### Exercise description:
Transcribe the stretch of the insulin signaling abstract from "Isabel Xiaorong Wang  1" through "Syst Biol. .".

### Text segment:

- Opening Delimiter -

Genetic variation in insulin-induced kinase signaling

Isabel Xiaorong Wang  1 Girish Ramrattan  2 Vivian G Cheung  3
Affiliations

Genetic variation in insulin-induced kinase signaling

Isabel Xiaorong Wang et al. Mol Syst Biol. .

Abstract

Individual differences in sensitivity to insulin contribute to disease susceptibility including diabetes and metabolic syndrome. Cellular responses to insulin are well studied. However, which steps in these response pathways differ across individuals remains largely unknown. Such knowledge is needed to guide more precise therapeutic interventions. Here, we studied insulin response and found extensive individual variation in the activation of key signaling factors, including ERK whose induction differs by more than 20-fold among our subjects. This variation in kinase activity is propagated to differences in downstream gene expression response to insulin. By genetic analysis, we identified cis-acting DNA variants that influence signaling response, which in turn affects downstream changes in gene expression and cellular phenotypes, such as protein translation and cell proliferation. These findings show that polymorphic differences in signal transduction contribute to individual variation in insulin response, and suggest kinase modulators as promising therapeutics for diseases characterized by insulin resistance.

- Closing Delimiter -

### Study material:
- Opening Delimiter -

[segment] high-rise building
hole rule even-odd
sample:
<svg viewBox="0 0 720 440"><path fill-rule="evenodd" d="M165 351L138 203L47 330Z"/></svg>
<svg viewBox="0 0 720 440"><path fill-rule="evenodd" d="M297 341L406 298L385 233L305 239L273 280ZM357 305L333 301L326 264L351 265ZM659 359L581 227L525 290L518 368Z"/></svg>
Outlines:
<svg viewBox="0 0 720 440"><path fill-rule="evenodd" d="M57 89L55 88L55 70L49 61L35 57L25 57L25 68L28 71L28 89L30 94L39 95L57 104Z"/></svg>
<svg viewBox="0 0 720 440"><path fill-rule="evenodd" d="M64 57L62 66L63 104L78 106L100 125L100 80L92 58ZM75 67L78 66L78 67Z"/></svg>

- Closing Delimiter -

### Reply:
Isabel Xiaorong Wang  1 Girish Ramrattan  2 Vivian G Cheung  3
Affiliations

Genetic variation in insulin-induced kinase signaling

Isabel Xiaorong Wang et al. Mol Syst Biol. .